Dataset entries
*-*-*

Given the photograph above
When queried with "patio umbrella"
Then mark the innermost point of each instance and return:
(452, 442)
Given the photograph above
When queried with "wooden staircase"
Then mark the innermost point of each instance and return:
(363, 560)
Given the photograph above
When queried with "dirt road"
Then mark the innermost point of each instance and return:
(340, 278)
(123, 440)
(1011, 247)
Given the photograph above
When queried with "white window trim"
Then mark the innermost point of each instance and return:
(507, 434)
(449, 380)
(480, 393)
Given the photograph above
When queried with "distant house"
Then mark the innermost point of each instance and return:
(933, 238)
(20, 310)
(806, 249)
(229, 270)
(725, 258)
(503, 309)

*-*-*

== TASK GOAL ==
The full set of entries above has to be restated exactly.

== EXERCISE SOLUTION ==
Given the photograph above
When queried with "patio umbrella"
Then mark the innermost point of each instance and return:
(452, 442)
Given the photograph above
When queried with "wooden staircase"
Then mark the innermost point of each instance and return:
(363, 560)
Given the photograph above
When queried with "dirt road"
Then mark the innermost point of each instance and return:
(340, 278)
(123, 440)
(1011, 247)
Given the photograph above
When queried with "white window trim"
Then mark the innermost point of each instance and return:
(507, 434)
(449, 380)
(480, 393)
Given the photograph above
When queried with "distant house"
Then mark the innermost point of each instance and return:
(933, 238)
(20, 310)
(806, 249)
(229, 270)
(725, 258)
(503, 309)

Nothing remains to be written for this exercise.